• **CHALLENGE**
Print out every line, exactly as written.

(Dataset records about object locations)
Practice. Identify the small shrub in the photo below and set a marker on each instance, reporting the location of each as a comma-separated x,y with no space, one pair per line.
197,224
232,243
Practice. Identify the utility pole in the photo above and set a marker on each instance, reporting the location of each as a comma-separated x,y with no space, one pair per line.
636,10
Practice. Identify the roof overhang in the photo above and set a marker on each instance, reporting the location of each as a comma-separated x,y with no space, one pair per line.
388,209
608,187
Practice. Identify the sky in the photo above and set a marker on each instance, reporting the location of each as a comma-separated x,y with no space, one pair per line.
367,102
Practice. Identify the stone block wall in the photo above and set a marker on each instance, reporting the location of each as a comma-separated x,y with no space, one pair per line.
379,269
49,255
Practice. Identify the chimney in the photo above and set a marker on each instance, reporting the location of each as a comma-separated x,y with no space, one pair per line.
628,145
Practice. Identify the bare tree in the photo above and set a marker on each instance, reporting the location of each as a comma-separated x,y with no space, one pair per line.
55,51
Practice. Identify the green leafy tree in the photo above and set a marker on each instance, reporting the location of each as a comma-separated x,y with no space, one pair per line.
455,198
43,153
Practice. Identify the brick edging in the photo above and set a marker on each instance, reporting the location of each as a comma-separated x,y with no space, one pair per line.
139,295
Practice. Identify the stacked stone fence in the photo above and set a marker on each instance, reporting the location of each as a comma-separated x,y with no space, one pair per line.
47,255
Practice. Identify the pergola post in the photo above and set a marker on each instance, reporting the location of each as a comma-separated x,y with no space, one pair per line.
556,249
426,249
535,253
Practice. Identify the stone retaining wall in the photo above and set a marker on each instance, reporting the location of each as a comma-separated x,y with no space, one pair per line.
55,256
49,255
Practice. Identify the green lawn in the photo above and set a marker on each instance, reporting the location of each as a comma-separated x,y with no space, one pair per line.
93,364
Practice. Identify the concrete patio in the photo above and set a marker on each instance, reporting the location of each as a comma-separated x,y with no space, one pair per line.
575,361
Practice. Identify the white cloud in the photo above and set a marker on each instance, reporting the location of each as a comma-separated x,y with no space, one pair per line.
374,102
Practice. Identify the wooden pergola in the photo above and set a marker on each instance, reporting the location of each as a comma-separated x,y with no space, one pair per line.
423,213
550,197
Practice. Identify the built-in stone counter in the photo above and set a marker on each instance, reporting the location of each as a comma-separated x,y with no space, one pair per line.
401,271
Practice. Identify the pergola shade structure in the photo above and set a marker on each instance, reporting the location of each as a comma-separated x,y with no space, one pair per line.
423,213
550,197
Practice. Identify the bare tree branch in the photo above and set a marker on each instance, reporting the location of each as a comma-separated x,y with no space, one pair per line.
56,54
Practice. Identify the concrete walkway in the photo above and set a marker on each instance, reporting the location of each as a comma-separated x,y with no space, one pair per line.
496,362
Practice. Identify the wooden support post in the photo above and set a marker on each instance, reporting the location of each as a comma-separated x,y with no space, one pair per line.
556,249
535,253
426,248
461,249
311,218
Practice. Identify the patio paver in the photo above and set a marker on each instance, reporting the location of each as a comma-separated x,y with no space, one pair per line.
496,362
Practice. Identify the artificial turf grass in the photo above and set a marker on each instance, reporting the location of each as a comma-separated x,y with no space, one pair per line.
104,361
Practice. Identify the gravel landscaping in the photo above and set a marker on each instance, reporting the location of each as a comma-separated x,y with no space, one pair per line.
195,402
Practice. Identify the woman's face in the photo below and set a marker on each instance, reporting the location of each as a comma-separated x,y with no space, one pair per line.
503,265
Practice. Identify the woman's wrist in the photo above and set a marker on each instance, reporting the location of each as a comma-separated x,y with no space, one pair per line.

• **THE SOLUTION**
Practice. Identify the small shrub in the photo below and set a marker on each instance, reporting the location of each as a comma-separated x,y with no space, one pair per line.
197,224
232,243
Practice. Identify the utility pole in the photo above and set a marker on each instance, reporting the location of each as a comma-separated x,y with no space, one pair per line.
636,10
Practice. Identify the roof overhang in the photo above and set a marker on each instance, reporting the location of each as a comma-separated x,y with no space, one pair per line.
388,209
608,187
Practice. Identify the sky in the photo above and set a marker on each instance, reporting the location of each as a comma-separated x,y with no space, one pair per line.
367,102
Practice. Identify the stone block wall in the photo above and set a marker on each instance, reporting the location of each as a comma-separated x,y with no space, one pair per line.
379,269
49,255
Practice. Identify the chimney in the photo above and set a marker on each instance, reporting the location of each as a comma-separated x,y with no space, one pair per line.
628,145
Practice. Identify the bare tree in the photo above and set a marker on each instance, reporting the location of each as a comma-separated x,y with no space, one pair per line.
55,51
Practice. Identify the green leafy tree in the photo above and set a marker on each instance, reporting the location of each as a comma-separated x,y with no space, one pair per line.
455,198
43,153
Practice. Identify the brick edging in the photo above and set a marker on each instance, reporting the location of each as a comma-separated x,y with no space, one pair per line.
139,295
Practice. Identify the stacked stone fence in the photo above and set a marker on each instance, reporting the location of each as a comma-separated x,y with no space, one pair per line.
47,255
Practice. Identify the pergola post in the photo above and set a marker on each instance, reporting the location of each as a comma-separated x,y with no space, one pair per line.
556,249
426,249
535,253
Practice. Identify the stone retaining wall in the photo above and set a marker on each instance, reporting the location of each as a comma-separated x,y with no space, one pair per line.
55,256
49,255
Practice. Identify the green lawn in the photo above and set a marker on each instance, reporting the location of each as a comma-separated x,y with no space, one pair per line.
93,364
Practice. Identify the concrete patio in the photo above and set a marker on each instance, reporting the location of each as a comma-separated x,y with no space, one pair per line.
575,361
Practice. Identify the white cloud in the photo above and set a marker on each instance, reporting the location of each as a comma-separated x,y with no space, one pair per line.
374,102
Practice. Identify the wooden pergola in the photo above and set a marker on each instance, reporting the location of each as a comma-separated x,y with no space, one pair per line.
423,213
550,197
Practice. Identify the built-in stone counter in the photo above and set a marker on each instance, reporting the location of each as a comma-separated x,y with no space, one pair per line.
401,271
Practice. Identify the pergola shade structure in the photo above and set a marker on each instance, reporting the location of each as a comma-separated x,y with no space, one pair per line.
423,213
550,197
Practice. Identify the bare tree branch in the photo above and set a marker on each instance, reporting the location of each as a comma-separated x,y with no space, one pair per line.
56,54
Practice. Identify the concrete walkway in the photo above and set a marker on each instance, reporting the location of each as a comma-separated x,y with no space, one pair per line.
496,362
Practice. Identify the wooden support post in the photo above and set a marker on each instance, reporting the location of each as a comma-separated x,y with no space, one pair per line.
556,249
535,253
426,248
461,249
311,218
Practice. Identify the patio paver in the photo above and set a marker on each instance, reporting the location of each as a comma-separated x,y with no space, one pair per line.
496,362
Practice. Identify the artificial turf grass in the photo above and set a marker on each instance, reporting the location of each as a comma-separated x,y with no space, one pair per line.
104,361
Practice. Identify the gravel landscaping in the photo above and set a marker on each instance, reporting the location of each as a comma-separated x,y with no space, one pair per line.
195,402
Practice. Identify the woman's face in the photo below and set a marker on each instance, reporting the location of each as a comma-separated x,y with no space, one pair per line.
503,265
Practice. Identify the woman's wrist in the photo above and set a marker on each instance, reporting the location of each as a comma-separated x,y with no space, one pair per line.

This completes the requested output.